**Document excerpt:**
-- BEGIN --

Publishing Actions
You can add, remove, or edit the outputs generated from this job. By default, a CSV output for your home directory on the selected datastore is included in the list of destinations, which can be removed if needed. You must include at least one output destination.
Columns:
Actions: Lists the action and the format for the output.
Location: The directory and filename or table information where the output is to be written.
Settings: Identifies the output format and any compression, if applicable, for the publication.
Actions:
To change format, location, and settings of an output, click the Edit icon.
To delete an output, click the X icon.
Add Publishing Action
From the available datastores in the left column, select the target for your publication.
Note
Do not create separate publishing actions that apply to the same file or database table.
New/Edit: You can create new or modify existing connections. By default, the displayed connections support publishing. See Create Connection Window.
Steps:
Select the publishing target. Click an icon in the left column.
BigQuery: You can published your results to the current project or to a different one to which you have access.
Note
You must have read and write access to any BigQuery database to which you are publishing.
To publish to a different project, click the BigQuery link at the front of the breadcrumb trail. Then, enter the identifier for the project where you wish to publish your job results.
Note
Your projects and their identifiers are available for review through the Dataprep by Trifacta menu bar. See UI Reference.
Click Go. Navigate to the database where you wish to write your BigQuery results.
For more information, see BigQuery Connections.
Locate a publishing destination: Do one of the following.
Explore:
Note
The publishing location must already exist before you can publish to it. The publishing user must have write permissions to the location.
For Cloud Storage, you can create a new folder in an accessible location.
Tip
To show hidden files and folders, select Show hidden. Overwriting hidden files and folders can result in unexpected behaviors in your Alteryx objects.
To sort the listings in the current directory, click the carets next to any column name.

-- END --

**Data records:**
-- BEGIN --

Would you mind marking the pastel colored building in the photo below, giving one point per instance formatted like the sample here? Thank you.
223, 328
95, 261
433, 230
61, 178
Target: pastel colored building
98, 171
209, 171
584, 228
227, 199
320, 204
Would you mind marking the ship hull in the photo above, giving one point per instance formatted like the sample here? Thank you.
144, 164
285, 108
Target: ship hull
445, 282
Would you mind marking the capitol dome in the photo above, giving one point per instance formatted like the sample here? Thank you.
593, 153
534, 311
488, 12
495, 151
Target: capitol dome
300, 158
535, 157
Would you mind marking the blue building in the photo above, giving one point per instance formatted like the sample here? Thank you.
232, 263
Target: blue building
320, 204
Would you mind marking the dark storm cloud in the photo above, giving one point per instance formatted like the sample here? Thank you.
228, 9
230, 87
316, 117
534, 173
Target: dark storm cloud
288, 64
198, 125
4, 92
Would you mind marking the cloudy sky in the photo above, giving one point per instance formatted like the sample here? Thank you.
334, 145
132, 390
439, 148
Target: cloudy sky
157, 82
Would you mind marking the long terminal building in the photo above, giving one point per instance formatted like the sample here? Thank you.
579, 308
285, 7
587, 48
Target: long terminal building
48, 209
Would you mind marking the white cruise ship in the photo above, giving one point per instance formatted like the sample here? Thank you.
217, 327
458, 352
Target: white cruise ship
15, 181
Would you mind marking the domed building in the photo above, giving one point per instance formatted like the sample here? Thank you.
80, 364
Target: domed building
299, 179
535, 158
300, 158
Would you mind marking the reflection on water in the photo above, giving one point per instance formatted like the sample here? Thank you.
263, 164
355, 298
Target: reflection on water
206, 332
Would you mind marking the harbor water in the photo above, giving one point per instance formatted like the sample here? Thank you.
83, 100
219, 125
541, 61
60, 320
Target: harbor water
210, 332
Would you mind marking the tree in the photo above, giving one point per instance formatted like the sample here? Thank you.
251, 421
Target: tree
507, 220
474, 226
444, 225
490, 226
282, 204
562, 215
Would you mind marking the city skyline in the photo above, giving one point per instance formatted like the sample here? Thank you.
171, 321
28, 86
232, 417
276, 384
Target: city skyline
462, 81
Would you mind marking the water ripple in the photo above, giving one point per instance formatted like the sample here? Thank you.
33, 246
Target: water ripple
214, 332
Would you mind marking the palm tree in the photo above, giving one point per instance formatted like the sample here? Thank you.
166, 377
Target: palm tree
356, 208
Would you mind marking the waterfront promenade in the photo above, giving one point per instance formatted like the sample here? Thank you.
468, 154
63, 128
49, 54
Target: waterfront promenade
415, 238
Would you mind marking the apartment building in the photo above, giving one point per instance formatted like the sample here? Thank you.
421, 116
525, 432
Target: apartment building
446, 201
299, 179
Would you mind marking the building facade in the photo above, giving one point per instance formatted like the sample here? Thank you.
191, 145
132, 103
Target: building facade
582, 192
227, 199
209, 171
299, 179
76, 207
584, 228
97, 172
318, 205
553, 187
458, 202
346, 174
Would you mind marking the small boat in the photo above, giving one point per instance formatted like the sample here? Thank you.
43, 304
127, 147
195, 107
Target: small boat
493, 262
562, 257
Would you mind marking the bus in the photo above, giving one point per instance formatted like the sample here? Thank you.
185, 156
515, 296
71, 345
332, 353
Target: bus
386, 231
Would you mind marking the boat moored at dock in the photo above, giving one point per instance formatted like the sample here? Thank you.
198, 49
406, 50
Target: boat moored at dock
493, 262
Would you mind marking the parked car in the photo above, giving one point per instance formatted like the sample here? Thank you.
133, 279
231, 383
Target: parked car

-- END --

**Given problem 1:** Reproduce everything in the publishing actions page from "Settings: Identifies the" down to "or database table.".
**Given problem 2:** Translate into Spanish this sentence from the publishing actions page: "Do not create separate publishing actions that apply to the same file or database table."
**Given problem 3:**
Answer these questions using the publishing actions page:
(a) By default, what output is included in the list of destinations?
(b) What access must you have to a BigQuery database you publish to?
(c) How do you sort the listings in the current directory?

**Solution 1:**
Settings: Identifies the output format and any compression, if applicable, for the publication.
Actions:
To change format, location, and settings of an output, click the Edit icon.
To delete an output, click the X icon.
Add Publishing Action
From the available datastores in the left column, select the target for your publication.
Note
Do not create separate publishing actions that apply to the same file or database table.

**Solution 2:** No cree acciones de publicación independientes que se apliquen al mismo archivo o a la misma tabla de base de datos.

**Solution 3:**
(a) A CSV output for your home directory on the selected datastore.
(b) Read and write access.
(c) Click the carets next to any column name.